DESCRIÇÃO DO EXERCÍCIO: Enumere os traços que, segundo o texto sobre Jerry Lewis apresentado abaixo, se tornaram a imagem de marca do ator.

EXCERTO SELECIONADO:
────

Acho uma certa piada a Jerry Lewis, as histórias dos seus filmes são simples, mas eficazes, tem ideias geniais, que têm sido copiadas inúmeras vezes, e um excelente desempenho de todos. Aliás, acho que Lewis é um bom actor, a dada altura fixou-se demasiado num registo um bocado palerma, que é muito cansativo. Quando Lewis actua a sério, mesmo em cenas de comédia, percebe-se o seu talento, o problema é que descamba sempre para o registo da idiotice, que por vezes estraga. As caretas, os trejeitos e aquela voz irritante, tornaram-se de tal forma a sua imagem de marca, que é impossível escapar. No entanto, os seus filmes são muitíssimo bem produzidos, dentro do sistema de produção clássico do Studio System. Ele era com certeza extremamente popular, pois mesmo dentro deste tipo de produção, estes filmes tinham um belo orçamento. O mais discreto destes todos é Geisha Boy, onde o orçamento da direcção artística foi gasto na produção fora de portas. Falando em Geisha Boy, para um filme dos anos 50, com um título infeliz, filmado no Japão, no meio da ocupação americana do pós guerra e da segregação, com uma temática pró-americana, o filme tem um enorme e invulgar respeito pela cultura japonesa. Todos os actores orientais, falando ou não inglês no filme, são japoneses ou seus descendentes, os cenários naturais muito bem filmados e os únicos clichés são as paisagens turísticas. Os kimonos todos genuínos e vestidos como deve ser, até um consultor japonês o filme tem! Não sei até que ponto Edith Head teve mão e opinião no guarda roupa japonês, mas se teve, também teve imenso respeito e nada parece desajustado..

────

REGISTOS EXTRAÍDOS:
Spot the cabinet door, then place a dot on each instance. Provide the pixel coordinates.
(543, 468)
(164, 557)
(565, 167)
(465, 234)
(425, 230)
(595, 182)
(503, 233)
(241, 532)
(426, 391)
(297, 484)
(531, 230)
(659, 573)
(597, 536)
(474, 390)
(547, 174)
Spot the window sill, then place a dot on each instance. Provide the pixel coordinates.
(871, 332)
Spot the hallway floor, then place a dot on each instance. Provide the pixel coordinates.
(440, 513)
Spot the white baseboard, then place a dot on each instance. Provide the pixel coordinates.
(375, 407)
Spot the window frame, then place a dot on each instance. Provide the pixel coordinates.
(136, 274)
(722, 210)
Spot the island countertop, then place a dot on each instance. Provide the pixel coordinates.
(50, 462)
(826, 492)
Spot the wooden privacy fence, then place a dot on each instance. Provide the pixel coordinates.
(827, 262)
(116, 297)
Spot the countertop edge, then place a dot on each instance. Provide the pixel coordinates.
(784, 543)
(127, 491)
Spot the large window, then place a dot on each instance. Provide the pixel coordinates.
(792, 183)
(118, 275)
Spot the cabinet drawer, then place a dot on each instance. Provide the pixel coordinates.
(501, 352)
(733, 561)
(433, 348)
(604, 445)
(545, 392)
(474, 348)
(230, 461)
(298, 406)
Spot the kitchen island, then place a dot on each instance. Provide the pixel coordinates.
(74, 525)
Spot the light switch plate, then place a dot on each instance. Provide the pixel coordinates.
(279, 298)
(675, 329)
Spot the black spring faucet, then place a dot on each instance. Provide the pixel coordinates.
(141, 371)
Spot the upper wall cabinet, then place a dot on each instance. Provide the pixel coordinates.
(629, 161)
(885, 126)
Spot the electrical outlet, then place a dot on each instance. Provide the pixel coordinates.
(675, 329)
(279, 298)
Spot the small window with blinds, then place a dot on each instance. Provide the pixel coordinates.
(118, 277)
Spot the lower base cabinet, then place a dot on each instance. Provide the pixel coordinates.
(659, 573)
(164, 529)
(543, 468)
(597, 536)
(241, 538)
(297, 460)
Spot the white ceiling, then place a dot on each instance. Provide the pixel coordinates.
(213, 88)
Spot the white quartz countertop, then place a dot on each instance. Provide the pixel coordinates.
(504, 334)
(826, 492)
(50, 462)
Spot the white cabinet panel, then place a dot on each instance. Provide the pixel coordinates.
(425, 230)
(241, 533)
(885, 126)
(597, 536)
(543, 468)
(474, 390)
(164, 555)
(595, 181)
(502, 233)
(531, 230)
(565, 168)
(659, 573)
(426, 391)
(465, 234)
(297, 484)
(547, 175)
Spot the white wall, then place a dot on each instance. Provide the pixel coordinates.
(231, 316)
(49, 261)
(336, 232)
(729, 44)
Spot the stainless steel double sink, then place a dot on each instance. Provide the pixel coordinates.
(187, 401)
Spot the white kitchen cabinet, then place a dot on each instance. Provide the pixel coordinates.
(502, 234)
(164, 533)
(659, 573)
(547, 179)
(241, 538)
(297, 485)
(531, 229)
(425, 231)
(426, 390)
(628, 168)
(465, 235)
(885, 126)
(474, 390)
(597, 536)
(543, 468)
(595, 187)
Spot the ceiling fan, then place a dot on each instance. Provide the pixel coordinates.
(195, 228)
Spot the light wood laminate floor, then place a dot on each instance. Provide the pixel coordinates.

────

SOLUÇÃO:
- As caretas
- Os trejeitos
- Aquela voz irritante